**Task instructions**
Set down every record below exactly as it appears, but without the pictures.

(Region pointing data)
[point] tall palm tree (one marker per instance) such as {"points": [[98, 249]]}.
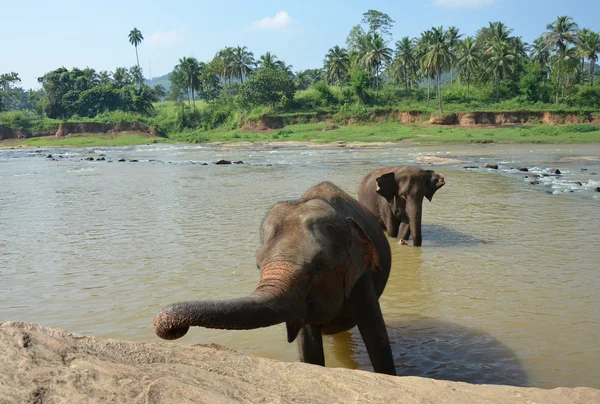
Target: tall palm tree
{"points": [[421, 51], [137, 75], [376, 55], [268, 60], [405, 62], [104, 78], [589, 46], [190, 71], [469, 59], [439, 57], [453, 36], [501, 63], [561, 33], [337, 63], [242, 63], [136, 38]]}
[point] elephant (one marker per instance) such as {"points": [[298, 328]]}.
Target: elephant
{"points": [[324, 260], [395, 195]]}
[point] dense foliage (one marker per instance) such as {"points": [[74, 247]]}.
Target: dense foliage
{"points": [[492, 69]]}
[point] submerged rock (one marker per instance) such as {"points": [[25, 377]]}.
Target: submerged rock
{"points": [[46, 365]]}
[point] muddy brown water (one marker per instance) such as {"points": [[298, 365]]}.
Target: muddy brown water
{"points": [[504, 289]]}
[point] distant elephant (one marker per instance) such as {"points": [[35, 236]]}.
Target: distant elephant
{"points": [[395, 195], [324, 262]]}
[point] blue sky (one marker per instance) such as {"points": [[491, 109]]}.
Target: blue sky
{"points": [[38, 36]]}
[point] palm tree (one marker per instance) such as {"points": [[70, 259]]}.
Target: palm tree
{"points": [[501, 63], [337, 63], [268, 60], [421, 51], [561, 33], [242, 63], [439, 57], [589, 46], [121, 77], [377, 53], [136, 38], [469, 59], [404, 66], [453, 36], [540, 55], [189, 70], [104, 78], [137, 75]]}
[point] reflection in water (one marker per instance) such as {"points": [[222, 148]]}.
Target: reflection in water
{"points": [[504, 289]]}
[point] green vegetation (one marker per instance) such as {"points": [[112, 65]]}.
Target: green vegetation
{"points": [[365, 82]]}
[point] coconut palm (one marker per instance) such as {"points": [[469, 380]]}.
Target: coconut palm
{"points": [[469, 59], [589, 47], [189, 70], [242, 63], [337, 63], [561, 33], [439, 57], [501, 63], [136, 38], [137, 75], [377, 53], [268, 60], [404, 66]]}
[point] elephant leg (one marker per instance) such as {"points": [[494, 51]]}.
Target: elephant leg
{"points": [[310, 345], [404, 232], [371, 325], [392, 224]]}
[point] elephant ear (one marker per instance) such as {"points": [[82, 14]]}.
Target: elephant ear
{"points": [[434, 182], [363, 256], [387, 186]]}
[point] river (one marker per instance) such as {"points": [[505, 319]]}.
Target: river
{"points": [[504, 289]]}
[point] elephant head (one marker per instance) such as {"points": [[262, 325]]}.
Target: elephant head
{"points": [[310, 259], [404, 189]]}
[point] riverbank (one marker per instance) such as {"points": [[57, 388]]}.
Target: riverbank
{"points": [[323, 132], [45, 364]]}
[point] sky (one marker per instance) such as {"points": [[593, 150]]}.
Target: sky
{"points": [[37, 36]]}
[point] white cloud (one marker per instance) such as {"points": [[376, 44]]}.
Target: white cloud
{"points": [[161, 38], [463, 3], [280, 21]]}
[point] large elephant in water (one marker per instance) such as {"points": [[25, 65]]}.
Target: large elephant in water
{"points": [[395, 195], [324, 262]]}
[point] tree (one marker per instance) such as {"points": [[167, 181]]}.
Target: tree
{"points": [[501, 63], [561, 33], [188, 71], [376, 54], [337, 64], [242, 63], [267, 86], [589, 45], [438, 57], [378, 22], [136, 38], [7, 88], [137, 74], [469, 59]]}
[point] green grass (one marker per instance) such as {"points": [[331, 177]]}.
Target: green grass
{"points": [[84, 141]]}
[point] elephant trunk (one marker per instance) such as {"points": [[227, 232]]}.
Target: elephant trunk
{"points": [[414, 211], [279, 297]]}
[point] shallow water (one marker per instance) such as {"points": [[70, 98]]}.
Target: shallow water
{"points": [[504, 289]]}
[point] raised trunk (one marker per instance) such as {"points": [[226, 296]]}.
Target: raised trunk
{"points": [[279, 297], [414, 211]]}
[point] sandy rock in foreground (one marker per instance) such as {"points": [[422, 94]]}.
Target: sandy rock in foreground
{"points": [[48, 365]]}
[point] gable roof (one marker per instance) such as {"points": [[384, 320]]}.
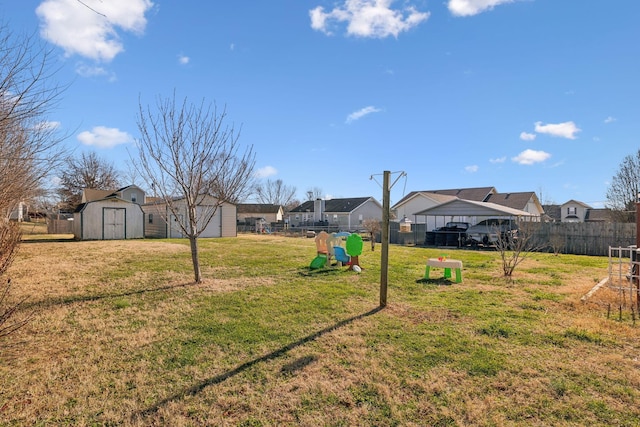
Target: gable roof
{"points": [[599, 215], [335, 205], [257, 208], [438, 198], [552, 212], [460, 207], [478, 193], [576, 202], [91, 194], [514, 200]]}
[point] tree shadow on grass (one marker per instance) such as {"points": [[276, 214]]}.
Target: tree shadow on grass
{"points": [[51, 302], [197, 388]]}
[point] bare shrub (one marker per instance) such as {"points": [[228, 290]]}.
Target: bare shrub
{"points": [[515, 247], [9, 241]]}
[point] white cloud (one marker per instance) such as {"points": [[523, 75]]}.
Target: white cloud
{"points": [[93, 34], [564, 130], [529, 157], [527, 136], [356, 115], [266, 172], [473, 7], [85, 70], [104, 137], [48, 125], [368, 18]]}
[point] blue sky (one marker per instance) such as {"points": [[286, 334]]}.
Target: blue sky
{"points": [[523, 95]]}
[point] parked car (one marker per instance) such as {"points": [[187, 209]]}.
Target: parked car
{"points": [[488, 232], [452, 234]]}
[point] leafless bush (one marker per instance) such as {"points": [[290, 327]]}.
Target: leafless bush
{"points": [[515, 247], [9, 241]]}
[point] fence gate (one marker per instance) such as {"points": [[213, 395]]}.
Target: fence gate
{"points": [[624, 276]]}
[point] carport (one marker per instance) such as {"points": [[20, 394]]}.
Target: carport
{"points": [[467, 211]]}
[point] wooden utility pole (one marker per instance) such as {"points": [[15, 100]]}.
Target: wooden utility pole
{"points": [[384, 261]]}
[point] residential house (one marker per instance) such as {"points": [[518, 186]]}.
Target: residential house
{"points": [[525, 201], [552, 213], [417, 201], [160, 222], [345, 214], [574, 211], [267, 212], [598, 215]]}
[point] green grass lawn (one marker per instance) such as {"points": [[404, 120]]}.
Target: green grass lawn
{"points": [[121, 336]]}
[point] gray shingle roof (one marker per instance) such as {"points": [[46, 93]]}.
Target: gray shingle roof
{"points": [[257, 208], [512, 200], [334, 205]]}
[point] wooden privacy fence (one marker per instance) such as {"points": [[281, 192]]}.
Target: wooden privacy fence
{"points": [[584, 238]]}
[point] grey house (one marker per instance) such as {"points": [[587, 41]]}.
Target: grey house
{"points": [[345, 214]]}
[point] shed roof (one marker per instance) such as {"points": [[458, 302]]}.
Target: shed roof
{"points": [[460, 207]]}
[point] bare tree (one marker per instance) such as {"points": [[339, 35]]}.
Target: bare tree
{"points": [[624, 189], [29, 144], [86, 171], [191, 158], [275, 193], [515, 246]]}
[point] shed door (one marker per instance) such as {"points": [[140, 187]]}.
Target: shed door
{"points": [[113, 223]]}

**Task output**
[point] tall palm tree (one marker per instance) such as {"points": [[98, 249]]}.
Target: tall palm tree
{"points": [[421, 51], [137, 75], [376, 55], [268, 60], [405, 62], [104, 78], [589, 46], [190, 71], [469, 59], [439, 57], [453, 36], [501, 63], [561, 33], [337, 63], [242, 63], [136, 38]]}
[point] elephant (one marker per instance) such as {"points": [[298, 328]]}.
Target: elephant
{"points": [[324, 260], [395, 195]]}
[point] dense foliage (one marker per instance) such as {"points": [[74, 247]]}.
Target: dense foliage
{"points": [[492, 69]]}
[point] submerged rock (one marker per instance) such as {"points": [[25, 377]]}.
Target: submerged rock
{"points": [[46, 365]]}
[point] muddy brown water (one marker per instance) such as {"points": [[298, 365]]}.
Target: muddy brown water
{"points": [[504, 289]]}
[point] distant elephant (one marker per instance) such as {"points": [[35, 236]]}.
Target: distant elephant
{"points": [[395, 195], [324, 262]]}
[point] blue sky (one marker per instance) such as {"points": [[491, 109]]}.
Target: blue sky
{"points": [[38, 36]]}
[point] palm tree (one marker per instance) such as {"points": [[70, 259]]}.
Target: palm tree
{"points": [[501, 63], [337, 63], [268, 60], [421, 51], [561, 33], [242, 63], [439, 57], [589, 46], [121, 77], [377, 53], [136, 38], [469, 59], [404, 66], [453, 36], [540, 55], [189, 70], [104, 78], [137, 75]]}
[point] reflection in water (one marker per instance) such as {"points": [[222, 148]]}.
Target: reflection in water
{"points": [[504, 289]]}
[point] green vegetation (one marker per instance) such as {"points": [[112, 65]]}.
Target: green vegetation
{"points": [[365, 82]]}
[point] coconut palm (one marker per instance) such as {"points": [[469, 380]]}.
Target: coconut palm
{"points": [[469, 59], [589, 47], [189, 70], [242, 63], [337, 63], [561, 33], [439, 57], [501, 63], [136, 38], [137, 75], [377, 53], [268, 60], [404, 66]]}
[point] elephant leg (one marker per instance) such as {"points": [[494, 51]]}.
Target: elephant leg
{"points": [[310, 345], [404, 232], [371, 325], [392, 224]]}
[point] elephant ear (one marker per instance) such as {"points": [[82, 14]]}.
Target: elephant ear
{"points": [[434, 182], [363, 256], [387, 186]]}
[point] river (one marker per instance) such as {"points": [[505, 319]]}.
Target: river
{"points": [[504, 289]]}
[point] elephant head (one marker per instance) such as {"points": [[262, 325]]}.
Target: elephant head
{"points": [[310, 259], [404, 189]]}
[point] riverbank (one marker per instance) such as {"points": [[57, 388]]}.
Target: riverbank
{"points": [[323, 132], [45, 364]]}
[point] sky (one marker per instance) such as {"points": [[593, 150]]}.
Target: sky
{"points": [[37, 36]]}
[point] white cloud (one marker per instance) such as {"points": [[376, 44]]}.
Target: white cloud
{"points": [[161, 38], [463, 3], [280, 21]]}
[point] large elephant in water (one marker per instance) such as {"points": [[25, 65]]}.
Target: large elephant in water
{"points": [[395, 195], [324, 262]]}
[point] tree (one marker per instance) such as {"points": [[167, 181]]}.
Target: tree
{"points": [[501, 63], [561, 33], [188, 71], [376, 54], [337, 64], [242, 63], [267, 86], [589, 45], [438, 57], [378, 22], [136, 38], [7, 88], [137, 74], [469, 59]]}
[point] green grass (one marker per instance) such as {"points": [[331, 177]]}.
Target: green grass
{"points": [[84, 141]]}
[point] elephant trunk (one marker per instance) such as {"points": [[227, 232]]}.
Target: elephant trunk
{"points": [[414, 211], [279, 297]]}
[point] shallow water (one marker per instance) such as {"points": [[70, 98]]}.
Target: shallow water
{"points": [[504, 289]]}
[point] raised trunk (one marker per instance) such as {"points": [[226, 296]]}.
Target: raised trunk
{"points": [[279, 297], [414, 211]]}
[point] sandy rock in foreground (one marker per instance) such as {"points": [[422, 94]]}.
Target: sandy rock in foreground
{"points": [[48, 365]]}
[point] gable roof (one marker per instance) such as {"points": [[384, 320]]}.
Target: gable roof
{"points": [[599, 215], [335, 205], [257, 208], [438, 198], [552, 212], [460, 207], [478, 193], [576, 202], [91, 194], [514, 200]]}
[point] tree shadow on grass (one marker per instance) such as {"points": [[276, 214]]}.
Target: tree shadow on grass
{"points": [[51, 302], [197, 388]]}
[point] bare shrub (one marker per instance) such as {"points": [[228, 290]]}.
Target: bare shrub
{"points": [[515, 247], [9, 241]]}
[point] white cloud (one marker per instance) such as {"points": [[523, 75]]}.
Target: white cloud
{"points": [[93, 34], [564, 130], [529, 157], [527, 136], [356, 115], [266, 172], [473, 7], [85, 70], [104, 137], [48, 125], [368, 18]]}
[point] blue sky (one marker per instance) such as {"points": [[286, 334]]}.
Target: blue sky
{"points": [[523, 95]]}
[point] parked car (one marker per instance) such as {"points": [[187, 209]]}.
Target: parked car
{"points": [[488, 232], [452, 234]]}
[point] leafless bush (one marker per instance) such as {"points": [[290, 327]]}.
Target: leafless bush
{"points": [[515, 247], [9, 241]]}
[point] fence gate (one marker per instance) such as {"points": [[213, 395]]}.
Target: fence gate
{"points": [[624, 276]]}
[point] carport (one marker per instance) such as {"points": [[20, 394]]}.
Target: carport
{"points": [[467, 211]]}
[point] wooden utility pole (one marker per instance) such as {"points": [[15, 100]]}.
Target: wooden utility pole
{"points": [[384, 261]]}
[point] residential house (one marker per instance) such as {"points": [[518, 186]]}.
Target: residential house
{"points": [[525, 201], [552, 213], [417, 201], [160, 222], [345, 214], [574, 211], [267, 212], [598, 215]]}
[point] green grass lawn (one marker per instance) such as {"points": [[404, 120]]}.
Target: green grass lawn
{"points": [[121, 336]]}
[point] gray shingle roof (one marker per instance) such as {"points": [[46, 93]]}.
Target: gray shingle roof
{"points": [[257, 208], [512, 200], [334, 205]]}
[point] wooden privacy fence (one marker per instance) such as {"points": [[281, 192]]}.
Target: wooden privacy fence
{"points": [[584, 238]]}
[point] grey house (one marker per instance) such as {"points": [[587, 41]]}.
Target: grey house
{"points": [[345, 214]]}
[point] shed roof (one marker per instance) such as {"points": [[458, 302]]}.
Target: shed roof
{"points": [[460, 207]]}
[point] bare tree (one marker per instance) such as {"points": [[339, 35]]}.
Target: bare tree
{"points": [[624, 189], [29, 144], [86, 171], [191, 158], [275, 193], [515, 246]]}
[point] shed door (one marker per instance) such as {"points": [[140, 187]]}.
Target: shed door
{"points": [[113, 223]]}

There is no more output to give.